Problems to work on:
1 > Answer these questions from the ruling, each on its own line:
(a) In which court and at which place was the suit filed?
(b) On what date was the Motion on Notice issued?
(c) What is the number of the civil suit?
2 > In the ruling, write out again the part that opens with the words containing "Andrew Linge Mutua v" and closes with "intended declaratory suit.", substituting "judgment" for "decree".
3 > Say whether each statement agrees with the ruling. Answer yes or no, and quote the words that decide it:
(a) The case was heard by Odunga, J.
(b) The Motion on Notice was dated in 2020.
(c) The decree was issued in Machakos Chief Magistrate Court Civil Case Number 312 of 2018.

Extract to read:
Andrew Linge Mutua v Geminia Insurance Company Limited; Zipporah Mwende Mutua (Interested Party) [2021] KEHC 2349 (KLR)
Full Case Text
REPUBLIC OF KENYA
IN THE HIGH COURT OF KENYA
AT MACHAKOS
(Coram: Odunga, J)
CIVIL SUIT NO. E011 OF 2021
ANDREW LINGE MUTUA...........................................................PLAINTIFF/APPLICANT
VERSUS
GEMINIA INSURANCE COMPANY LIMITED............................................DEFENDANT
AND
ZIPPORAH MWENDE MUTUA.......................................................INTERESTED PARTY
RULING
1. By a Motion on Notice dated 2nd June, 2021, the Plaintiff/Applicant herein seeks stay of execution of the decree issued in Machakos Chief Magistrate Court Civil Case Number 312 of 2018 - Zipporah Mwende Mutua vs. Andrew Linge Mutua and all consequential orders pending hearing and determination of the intended declaratory suit.

Recorded data:
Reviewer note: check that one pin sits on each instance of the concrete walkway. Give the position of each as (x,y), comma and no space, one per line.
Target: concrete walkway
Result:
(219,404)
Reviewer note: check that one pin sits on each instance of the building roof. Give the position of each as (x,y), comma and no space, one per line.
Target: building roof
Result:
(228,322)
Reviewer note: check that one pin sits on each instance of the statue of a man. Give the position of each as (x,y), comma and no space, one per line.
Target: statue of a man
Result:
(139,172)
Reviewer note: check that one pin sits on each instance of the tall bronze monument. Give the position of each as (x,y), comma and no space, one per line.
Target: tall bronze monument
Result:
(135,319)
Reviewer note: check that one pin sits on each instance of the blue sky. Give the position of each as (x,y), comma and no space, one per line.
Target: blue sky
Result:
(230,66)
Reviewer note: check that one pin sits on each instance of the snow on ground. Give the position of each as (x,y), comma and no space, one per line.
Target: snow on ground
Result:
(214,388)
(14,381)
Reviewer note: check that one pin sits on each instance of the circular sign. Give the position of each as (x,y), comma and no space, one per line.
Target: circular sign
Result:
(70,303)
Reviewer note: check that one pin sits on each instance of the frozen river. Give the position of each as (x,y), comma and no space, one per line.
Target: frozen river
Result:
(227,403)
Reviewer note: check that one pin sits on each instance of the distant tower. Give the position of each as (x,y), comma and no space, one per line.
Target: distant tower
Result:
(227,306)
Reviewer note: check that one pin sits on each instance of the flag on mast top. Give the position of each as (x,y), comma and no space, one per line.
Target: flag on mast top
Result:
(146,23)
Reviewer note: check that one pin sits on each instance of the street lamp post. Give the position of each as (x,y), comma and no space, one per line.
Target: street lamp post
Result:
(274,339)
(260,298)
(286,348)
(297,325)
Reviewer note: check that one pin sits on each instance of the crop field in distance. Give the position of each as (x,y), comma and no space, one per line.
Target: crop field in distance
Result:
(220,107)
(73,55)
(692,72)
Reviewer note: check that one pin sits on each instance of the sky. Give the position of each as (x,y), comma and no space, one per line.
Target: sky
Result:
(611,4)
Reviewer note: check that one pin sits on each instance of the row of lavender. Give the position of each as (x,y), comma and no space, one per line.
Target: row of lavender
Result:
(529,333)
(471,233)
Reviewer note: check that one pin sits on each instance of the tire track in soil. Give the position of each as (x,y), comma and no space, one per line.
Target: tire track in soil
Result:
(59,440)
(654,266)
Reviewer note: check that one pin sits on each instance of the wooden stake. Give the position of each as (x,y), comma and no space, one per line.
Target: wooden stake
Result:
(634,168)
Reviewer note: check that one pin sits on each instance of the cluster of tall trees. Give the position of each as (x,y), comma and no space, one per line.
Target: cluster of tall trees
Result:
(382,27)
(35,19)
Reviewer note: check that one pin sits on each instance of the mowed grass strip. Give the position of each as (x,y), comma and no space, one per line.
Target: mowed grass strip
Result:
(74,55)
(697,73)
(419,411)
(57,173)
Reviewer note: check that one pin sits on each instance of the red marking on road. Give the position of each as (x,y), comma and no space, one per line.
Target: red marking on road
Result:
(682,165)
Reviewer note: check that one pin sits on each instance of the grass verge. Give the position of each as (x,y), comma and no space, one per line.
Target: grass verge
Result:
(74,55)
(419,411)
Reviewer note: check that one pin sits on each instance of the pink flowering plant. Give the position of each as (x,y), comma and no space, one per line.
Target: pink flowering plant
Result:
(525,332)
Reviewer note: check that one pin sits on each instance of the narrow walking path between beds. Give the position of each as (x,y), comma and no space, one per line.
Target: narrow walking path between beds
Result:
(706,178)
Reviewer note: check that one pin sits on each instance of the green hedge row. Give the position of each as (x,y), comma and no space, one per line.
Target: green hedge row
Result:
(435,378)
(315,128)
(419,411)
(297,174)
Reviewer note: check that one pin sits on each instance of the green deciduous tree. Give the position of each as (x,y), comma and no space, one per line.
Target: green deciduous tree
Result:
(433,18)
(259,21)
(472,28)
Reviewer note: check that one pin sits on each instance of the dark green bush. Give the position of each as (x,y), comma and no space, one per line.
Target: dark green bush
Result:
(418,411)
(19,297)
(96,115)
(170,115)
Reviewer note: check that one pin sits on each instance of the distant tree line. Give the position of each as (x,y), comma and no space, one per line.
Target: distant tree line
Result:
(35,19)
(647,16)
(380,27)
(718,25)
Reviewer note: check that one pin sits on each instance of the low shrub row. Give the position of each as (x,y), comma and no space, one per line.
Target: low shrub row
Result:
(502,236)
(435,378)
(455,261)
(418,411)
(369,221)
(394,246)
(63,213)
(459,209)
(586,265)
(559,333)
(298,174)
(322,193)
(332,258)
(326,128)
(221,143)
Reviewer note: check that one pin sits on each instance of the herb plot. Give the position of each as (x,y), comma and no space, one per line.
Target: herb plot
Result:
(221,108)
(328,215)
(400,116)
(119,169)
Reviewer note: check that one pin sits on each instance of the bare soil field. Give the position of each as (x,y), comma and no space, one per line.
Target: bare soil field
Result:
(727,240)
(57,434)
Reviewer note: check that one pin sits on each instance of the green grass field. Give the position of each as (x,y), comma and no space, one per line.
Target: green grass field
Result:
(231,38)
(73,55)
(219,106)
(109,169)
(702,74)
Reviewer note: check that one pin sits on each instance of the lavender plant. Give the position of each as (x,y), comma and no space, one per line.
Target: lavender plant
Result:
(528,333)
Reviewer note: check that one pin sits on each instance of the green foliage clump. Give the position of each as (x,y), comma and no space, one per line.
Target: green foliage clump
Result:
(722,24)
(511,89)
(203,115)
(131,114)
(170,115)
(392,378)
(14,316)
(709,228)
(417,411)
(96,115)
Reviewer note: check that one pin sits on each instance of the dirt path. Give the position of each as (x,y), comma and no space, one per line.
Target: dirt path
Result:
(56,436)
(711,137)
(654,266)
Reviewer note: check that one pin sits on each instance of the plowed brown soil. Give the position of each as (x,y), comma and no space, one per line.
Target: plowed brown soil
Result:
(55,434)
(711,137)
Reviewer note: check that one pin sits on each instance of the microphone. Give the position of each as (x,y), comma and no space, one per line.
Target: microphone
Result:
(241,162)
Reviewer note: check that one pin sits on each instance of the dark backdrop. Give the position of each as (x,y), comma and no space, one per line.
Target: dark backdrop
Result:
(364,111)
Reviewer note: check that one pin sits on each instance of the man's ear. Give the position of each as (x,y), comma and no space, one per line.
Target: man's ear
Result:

Solutions to the tasks:
1 >
(a) The High Court of Kenya at Machakos.
(b) 2nd June, 2021.
(c) Civil Suit No. E011 of 2021.

2 >
Andrew Linge Mutua v Geminia Insurance Company Limited; Zipporah Mwende Mutua (Interested Party) [2021] KEHC 2349 (KLR)
Full Case Text
REPUBLIC OF KENYA
IN THE HIGH COURT OF KENYA
AT MACHAKOS
(Coram: Odunga, J)
CIVIL SUIT NO. E011 OF 2021
ANDREW LINGE MUTUA...........................................................PLAINTIFF/APPLICANT
VERSUS
GEMINIA INSURANCE COMPANY LIMITED............................................DEFENDANT
AND
ZIPPORAH MWENDE MUTUA.......................................................INTERESTED PARTY
RULING
1. By a Motion on Notice dated 2nd June, 2021, the Plaintiff/Applicant herein seeks stay of execution of the judgment issued in Machakos Chief Magistrate Court Civil Case Number 312 of 2018 - Zipporah Mwende Mutua vs. Andrew Linge Mutua and all consequential orders pending hearing and determination of the intended declaratory suit.

3 >
(a) Yes: "(Coram: Odunga, J)"
(b) No: "dated 2nd June, 2021"
(c) Yes: "the decree issued in Machakos Chief Magistrate Court Civil Case Number 312 of 2018"